- _ASSIGNED TASK A_
Answer these questions from the MCMV m157 passage:
(i) What happened to cell surface MHC-I on cells infected with wild-type MCMV?
(ii) With what kinetics is m157 expressed on MCMV-infected cells?
(iii) Where in the spleen are NK cells poised to eradicate virus-infected cells?
- _ASSIGNED TASK B_
List every gene that is deleted in the triple knockout (TKO) mutant virus described in the MCMV m157 passage.
- _ASSIGNED TASK C_
In the MCMV m157 passage, shorten the paragraph beginning "Our current data supports" into a bulleted list that keeps its main facts.

To determine if these three viral proteins are involved in the regulation of m157, primary bone marrow macrophages were infected with either wild-type MCMV or a mutant MCMV virus with deletions in the m04, m06, and m152 genes (a triple knockout [TKO] mutant). Infection of primary bone marrow macrophages with either wild-type or TKO MCMV resulted in the expression of similar levels of m157 on the cell surface. When the same cells were assessed for cell surface expression of MHC-I molecules, cells infected with wild-type MCMV clearly had decreased expression of MHC-I on the cell surface. By contrast, MHC-I expression of TKO MCMV-infected cells was similar to that seen on mock-infected cells (Fig. 4C). Thus, viral proteins, which lead to the decreased surface expression of MHC-I molecules, do not alter the expression of m157. Therefore, MCMV has apparently retained m157 expression by sparing it from its mechanisms to down-regulate host molecules with similar putative structures.
Our current data supports the hypothesis that m157 is deliberately expressed by the virus for potential interaction with the host. We found that m157 is expressed early after infection by a wide variety of cells and is not subject to viral regulation that affects other NK cell receptor ligands, such as MHC-I and NKG2D ligands. It is interesting that m157 is expressed on MCMV-infected cells with early, rather than late, kinetics, preceding the production of infectious virions. From the virus point of view, the early expression of m157 should be detrimental to establishing infection. However, NK cells are not usually present at the normal portal of MCMV infection, such as the mucosal linings of the oropharynx. Infection may thus be established, but perhaps dissemination is controlled, because secondary infection of hematopoietic cells would be readily detected by NK cells in the spleen, where they are poised, in the red pulp and near the marginal sinus, to eradicate virus-infected cells. If so, then m157 may aid the virus by preventing overwhelming viral dissemination, which would result in the death of the host.

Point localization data
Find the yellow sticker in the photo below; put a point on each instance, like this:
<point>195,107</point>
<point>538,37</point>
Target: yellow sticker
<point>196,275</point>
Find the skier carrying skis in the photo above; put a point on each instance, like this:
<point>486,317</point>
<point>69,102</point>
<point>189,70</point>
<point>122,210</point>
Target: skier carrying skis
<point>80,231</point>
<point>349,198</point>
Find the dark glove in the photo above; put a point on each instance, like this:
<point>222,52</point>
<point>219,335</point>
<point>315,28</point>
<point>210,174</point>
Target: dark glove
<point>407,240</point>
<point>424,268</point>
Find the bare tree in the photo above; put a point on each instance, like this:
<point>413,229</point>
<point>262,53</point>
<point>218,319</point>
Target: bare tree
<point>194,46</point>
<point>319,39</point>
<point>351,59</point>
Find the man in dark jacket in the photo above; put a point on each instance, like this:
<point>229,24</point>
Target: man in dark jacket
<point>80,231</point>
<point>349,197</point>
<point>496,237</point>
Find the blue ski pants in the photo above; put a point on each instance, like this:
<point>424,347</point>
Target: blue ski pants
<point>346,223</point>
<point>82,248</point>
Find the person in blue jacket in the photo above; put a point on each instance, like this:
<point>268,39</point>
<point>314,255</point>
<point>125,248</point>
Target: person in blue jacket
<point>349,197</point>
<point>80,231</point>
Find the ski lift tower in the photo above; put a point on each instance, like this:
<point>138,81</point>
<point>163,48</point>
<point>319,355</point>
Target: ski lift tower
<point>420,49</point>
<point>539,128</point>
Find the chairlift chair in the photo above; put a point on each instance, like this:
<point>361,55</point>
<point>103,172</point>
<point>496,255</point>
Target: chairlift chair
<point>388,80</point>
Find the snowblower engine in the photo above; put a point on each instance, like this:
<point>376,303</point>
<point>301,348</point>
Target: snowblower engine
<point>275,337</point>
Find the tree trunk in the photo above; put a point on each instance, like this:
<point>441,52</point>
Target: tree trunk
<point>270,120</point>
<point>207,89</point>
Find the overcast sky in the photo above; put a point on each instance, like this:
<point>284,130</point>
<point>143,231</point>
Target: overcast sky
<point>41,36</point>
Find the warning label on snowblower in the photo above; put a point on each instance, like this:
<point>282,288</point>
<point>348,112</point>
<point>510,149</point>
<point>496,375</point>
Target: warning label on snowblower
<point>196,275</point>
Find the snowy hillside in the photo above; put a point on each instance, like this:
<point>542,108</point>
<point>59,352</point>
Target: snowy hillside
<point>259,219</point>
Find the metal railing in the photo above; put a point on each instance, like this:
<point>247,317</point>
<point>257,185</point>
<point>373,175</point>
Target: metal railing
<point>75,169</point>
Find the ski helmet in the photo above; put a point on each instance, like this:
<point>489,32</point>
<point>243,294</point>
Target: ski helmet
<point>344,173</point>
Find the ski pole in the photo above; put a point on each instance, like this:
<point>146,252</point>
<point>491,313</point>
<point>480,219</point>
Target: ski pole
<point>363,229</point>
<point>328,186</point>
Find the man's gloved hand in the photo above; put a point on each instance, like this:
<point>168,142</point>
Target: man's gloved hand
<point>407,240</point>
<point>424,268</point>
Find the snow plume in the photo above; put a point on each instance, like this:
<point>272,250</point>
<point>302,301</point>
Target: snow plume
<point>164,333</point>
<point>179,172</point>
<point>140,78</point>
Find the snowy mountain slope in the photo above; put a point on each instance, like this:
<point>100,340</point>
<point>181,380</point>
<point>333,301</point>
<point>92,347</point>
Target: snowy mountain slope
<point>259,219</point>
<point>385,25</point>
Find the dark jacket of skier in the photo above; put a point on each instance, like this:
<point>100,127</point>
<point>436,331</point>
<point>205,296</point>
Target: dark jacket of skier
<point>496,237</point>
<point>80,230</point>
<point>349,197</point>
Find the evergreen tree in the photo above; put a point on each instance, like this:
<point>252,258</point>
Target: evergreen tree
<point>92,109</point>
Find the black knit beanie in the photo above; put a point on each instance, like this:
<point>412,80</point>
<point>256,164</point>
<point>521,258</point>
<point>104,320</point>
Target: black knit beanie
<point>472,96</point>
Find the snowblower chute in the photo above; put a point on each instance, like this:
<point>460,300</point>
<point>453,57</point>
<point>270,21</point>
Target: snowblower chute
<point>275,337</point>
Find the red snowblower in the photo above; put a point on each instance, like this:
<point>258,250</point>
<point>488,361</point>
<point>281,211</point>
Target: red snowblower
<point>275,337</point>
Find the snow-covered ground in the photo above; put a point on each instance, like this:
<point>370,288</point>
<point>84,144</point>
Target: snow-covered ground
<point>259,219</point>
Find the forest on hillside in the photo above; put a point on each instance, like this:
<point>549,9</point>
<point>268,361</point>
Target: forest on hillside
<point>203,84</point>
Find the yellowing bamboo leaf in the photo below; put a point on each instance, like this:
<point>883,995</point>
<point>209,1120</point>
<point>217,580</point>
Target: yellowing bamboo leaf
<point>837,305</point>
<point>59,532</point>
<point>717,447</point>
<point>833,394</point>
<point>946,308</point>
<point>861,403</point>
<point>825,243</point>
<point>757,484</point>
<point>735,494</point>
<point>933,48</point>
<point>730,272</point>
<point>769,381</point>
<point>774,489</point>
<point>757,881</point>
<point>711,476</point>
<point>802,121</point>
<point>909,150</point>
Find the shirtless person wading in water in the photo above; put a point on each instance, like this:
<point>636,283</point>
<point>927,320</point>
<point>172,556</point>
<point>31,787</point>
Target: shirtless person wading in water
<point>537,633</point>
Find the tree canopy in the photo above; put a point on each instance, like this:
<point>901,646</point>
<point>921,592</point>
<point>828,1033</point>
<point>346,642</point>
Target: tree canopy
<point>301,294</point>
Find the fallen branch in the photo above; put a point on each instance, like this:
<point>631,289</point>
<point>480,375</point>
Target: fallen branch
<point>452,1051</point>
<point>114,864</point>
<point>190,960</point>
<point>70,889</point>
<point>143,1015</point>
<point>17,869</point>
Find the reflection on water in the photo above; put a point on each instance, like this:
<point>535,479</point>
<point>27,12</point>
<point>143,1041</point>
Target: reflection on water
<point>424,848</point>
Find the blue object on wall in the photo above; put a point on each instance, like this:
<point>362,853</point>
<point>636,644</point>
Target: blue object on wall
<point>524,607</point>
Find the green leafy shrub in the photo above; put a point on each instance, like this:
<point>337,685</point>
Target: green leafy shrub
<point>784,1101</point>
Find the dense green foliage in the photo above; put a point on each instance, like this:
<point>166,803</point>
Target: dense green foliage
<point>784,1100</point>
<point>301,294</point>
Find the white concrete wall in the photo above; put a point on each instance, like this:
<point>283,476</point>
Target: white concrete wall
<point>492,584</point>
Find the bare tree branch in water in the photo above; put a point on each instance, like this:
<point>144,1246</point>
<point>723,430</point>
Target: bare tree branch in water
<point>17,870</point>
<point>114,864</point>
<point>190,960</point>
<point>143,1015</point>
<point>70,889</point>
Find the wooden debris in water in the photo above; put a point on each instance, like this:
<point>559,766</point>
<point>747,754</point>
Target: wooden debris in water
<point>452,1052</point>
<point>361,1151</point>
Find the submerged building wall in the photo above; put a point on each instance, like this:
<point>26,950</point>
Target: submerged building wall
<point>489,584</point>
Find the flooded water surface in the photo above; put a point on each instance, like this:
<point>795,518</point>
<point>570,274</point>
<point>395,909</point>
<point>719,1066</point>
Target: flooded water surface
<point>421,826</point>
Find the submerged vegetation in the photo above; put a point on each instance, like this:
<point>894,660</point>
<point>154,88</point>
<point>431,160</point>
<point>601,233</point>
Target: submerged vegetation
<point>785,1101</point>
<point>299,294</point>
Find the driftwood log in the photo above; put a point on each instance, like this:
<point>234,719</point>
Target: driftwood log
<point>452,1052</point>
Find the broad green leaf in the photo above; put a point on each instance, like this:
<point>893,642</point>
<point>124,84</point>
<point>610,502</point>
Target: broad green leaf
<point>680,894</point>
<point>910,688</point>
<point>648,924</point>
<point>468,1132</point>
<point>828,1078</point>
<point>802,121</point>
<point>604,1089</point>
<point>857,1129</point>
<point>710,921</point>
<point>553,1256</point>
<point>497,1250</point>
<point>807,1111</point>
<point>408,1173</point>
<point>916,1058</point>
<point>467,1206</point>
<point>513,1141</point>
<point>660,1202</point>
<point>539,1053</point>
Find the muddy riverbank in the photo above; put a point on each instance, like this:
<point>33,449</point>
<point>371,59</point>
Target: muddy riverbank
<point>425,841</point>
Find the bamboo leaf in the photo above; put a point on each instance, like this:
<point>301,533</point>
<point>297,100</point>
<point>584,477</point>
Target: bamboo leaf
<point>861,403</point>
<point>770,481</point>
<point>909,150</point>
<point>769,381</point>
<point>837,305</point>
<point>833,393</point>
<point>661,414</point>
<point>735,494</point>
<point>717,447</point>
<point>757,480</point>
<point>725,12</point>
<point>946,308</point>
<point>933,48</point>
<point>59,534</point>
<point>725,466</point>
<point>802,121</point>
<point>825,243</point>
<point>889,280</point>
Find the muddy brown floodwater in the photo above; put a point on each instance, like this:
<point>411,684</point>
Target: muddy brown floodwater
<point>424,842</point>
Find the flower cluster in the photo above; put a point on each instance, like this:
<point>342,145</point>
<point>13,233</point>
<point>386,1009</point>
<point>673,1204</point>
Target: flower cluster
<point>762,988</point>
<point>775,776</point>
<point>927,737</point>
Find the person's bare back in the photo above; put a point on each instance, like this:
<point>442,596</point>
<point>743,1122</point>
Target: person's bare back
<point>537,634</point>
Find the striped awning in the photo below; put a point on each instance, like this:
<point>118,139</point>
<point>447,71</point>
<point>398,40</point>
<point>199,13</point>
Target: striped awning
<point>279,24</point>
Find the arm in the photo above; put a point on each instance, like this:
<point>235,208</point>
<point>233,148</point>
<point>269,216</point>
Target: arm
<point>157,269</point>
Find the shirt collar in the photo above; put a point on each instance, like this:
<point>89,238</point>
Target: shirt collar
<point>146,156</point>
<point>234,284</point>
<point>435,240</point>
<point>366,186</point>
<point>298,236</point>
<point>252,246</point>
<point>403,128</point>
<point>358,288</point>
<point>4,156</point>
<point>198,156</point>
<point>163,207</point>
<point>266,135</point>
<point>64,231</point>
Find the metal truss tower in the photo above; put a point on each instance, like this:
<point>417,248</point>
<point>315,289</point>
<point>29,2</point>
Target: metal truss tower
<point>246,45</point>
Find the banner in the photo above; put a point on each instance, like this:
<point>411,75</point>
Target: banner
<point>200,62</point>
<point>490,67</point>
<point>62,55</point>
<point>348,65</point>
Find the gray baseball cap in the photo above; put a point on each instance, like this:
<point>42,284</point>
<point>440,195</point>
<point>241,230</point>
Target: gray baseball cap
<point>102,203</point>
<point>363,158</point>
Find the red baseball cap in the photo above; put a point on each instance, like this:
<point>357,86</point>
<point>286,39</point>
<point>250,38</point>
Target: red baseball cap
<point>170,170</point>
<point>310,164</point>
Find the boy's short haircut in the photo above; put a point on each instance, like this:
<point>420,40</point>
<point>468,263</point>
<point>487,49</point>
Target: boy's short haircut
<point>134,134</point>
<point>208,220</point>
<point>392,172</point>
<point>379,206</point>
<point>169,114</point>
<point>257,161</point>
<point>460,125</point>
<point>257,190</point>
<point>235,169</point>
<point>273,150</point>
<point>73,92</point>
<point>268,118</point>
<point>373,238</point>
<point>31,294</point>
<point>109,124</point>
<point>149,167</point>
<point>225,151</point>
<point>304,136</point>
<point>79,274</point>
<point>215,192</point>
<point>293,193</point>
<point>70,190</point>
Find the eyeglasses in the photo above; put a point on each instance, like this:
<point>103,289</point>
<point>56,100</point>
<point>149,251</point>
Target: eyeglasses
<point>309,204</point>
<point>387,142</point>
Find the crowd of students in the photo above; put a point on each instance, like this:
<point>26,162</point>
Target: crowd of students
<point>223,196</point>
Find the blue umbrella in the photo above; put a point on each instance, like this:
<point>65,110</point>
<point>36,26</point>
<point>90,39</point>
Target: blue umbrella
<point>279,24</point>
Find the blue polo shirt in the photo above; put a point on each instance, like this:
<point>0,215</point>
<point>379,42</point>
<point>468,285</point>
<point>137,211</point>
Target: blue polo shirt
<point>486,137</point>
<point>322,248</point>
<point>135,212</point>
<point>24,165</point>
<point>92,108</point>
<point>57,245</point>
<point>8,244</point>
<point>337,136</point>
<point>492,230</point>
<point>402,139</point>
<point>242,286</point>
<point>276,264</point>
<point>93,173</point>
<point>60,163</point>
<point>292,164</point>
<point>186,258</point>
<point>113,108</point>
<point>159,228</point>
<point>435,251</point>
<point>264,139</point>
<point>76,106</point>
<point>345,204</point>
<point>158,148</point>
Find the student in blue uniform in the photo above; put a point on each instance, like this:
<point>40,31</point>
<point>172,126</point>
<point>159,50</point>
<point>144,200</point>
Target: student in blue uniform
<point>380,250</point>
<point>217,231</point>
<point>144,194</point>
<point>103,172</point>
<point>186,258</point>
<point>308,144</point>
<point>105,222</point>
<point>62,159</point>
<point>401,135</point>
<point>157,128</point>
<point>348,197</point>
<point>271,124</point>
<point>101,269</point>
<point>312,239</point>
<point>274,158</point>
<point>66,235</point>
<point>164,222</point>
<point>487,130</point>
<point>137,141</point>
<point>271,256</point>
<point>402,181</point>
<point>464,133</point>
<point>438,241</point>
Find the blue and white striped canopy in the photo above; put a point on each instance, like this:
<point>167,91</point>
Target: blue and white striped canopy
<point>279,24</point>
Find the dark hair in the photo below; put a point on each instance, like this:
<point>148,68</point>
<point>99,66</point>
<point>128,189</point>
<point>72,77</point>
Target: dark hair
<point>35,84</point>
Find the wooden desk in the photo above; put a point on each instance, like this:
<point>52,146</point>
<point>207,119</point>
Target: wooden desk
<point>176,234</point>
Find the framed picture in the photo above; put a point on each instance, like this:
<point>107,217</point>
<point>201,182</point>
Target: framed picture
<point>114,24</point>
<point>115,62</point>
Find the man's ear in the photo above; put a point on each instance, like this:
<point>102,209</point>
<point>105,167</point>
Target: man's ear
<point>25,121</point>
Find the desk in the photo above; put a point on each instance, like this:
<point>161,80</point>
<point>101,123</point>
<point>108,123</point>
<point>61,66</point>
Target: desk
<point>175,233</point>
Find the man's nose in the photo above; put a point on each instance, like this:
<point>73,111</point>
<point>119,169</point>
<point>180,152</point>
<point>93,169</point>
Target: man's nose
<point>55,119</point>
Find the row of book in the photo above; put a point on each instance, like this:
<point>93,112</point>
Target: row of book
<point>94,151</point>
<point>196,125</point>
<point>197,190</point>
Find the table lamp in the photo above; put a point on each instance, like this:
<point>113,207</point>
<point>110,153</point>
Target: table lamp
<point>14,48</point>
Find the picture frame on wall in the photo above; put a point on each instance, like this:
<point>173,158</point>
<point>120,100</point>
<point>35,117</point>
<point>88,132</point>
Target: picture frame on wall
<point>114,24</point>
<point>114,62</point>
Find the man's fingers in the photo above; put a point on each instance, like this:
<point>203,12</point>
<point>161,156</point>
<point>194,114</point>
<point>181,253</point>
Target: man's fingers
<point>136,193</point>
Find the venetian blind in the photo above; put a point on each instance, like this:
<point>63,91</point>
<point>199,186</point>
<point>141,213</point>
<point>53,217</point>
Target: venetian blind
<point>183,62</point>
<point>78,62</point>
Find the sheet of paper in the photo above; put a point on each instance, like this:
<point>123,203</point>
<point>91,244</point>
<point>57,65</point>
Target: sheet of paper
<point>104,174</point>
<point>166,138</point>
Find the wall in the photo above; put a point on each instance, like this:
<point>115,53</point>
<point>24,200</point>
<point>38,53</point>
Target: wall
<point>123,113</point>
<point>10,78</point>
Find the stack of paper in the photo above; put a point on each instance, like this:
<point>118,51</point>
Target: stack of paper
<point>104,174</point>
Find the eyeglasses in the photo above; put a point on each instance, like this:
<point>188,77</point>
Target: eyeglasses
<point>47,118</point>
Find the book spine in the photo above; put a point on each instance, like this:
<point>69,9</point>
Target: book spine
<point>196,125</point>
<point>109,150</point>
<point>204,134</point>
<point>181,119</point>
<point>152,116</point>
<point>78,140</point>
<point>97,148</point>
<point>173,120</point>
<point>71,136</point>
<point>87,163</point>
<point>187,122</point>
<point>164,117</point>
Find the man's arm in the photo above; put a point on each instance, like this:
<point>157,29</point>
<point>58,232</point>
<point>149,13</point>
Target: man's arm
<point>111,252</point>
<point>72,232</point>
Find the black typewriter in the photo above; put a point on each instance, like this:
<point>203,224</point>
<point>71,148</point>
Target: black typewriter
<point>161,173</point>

- _PROBLEM SOLUTION A_
(i) Its expression on the cell surface clearly decreased.
(ii) With early, rather than late, kinetics.
(iii) In the red pulp and near the marginal sinus.

- _PROBLEM SOLUTION B_
m04
m06
m152

- _PROBLEM SOLUTION C_
- The data support the hypothesis that the virus deliberately expresses m157 for potential interaction with the host.
- A wide variety of cells express m157 early after infection, and it escapes the viral regulation that affects other NK cell receptor ligands, such as MHC-I and NKG2D ligands.
- m157 appears with early rather than late kinetics, before infectious virions are produced. From the virus's point of view, this should be detrimental to establishing infection.
- NK cells are not usually present at the normal portal of MCMV infection, such as the mucosal linings of the oropharynx.
- Infection may therefore be established while dissemination is controlled. NK cells in the spleen would readily detect secondary infection of hematopoietic cells.
- If so, m157 may aid the virus by preventing overwhelming dissemination that would kill the host.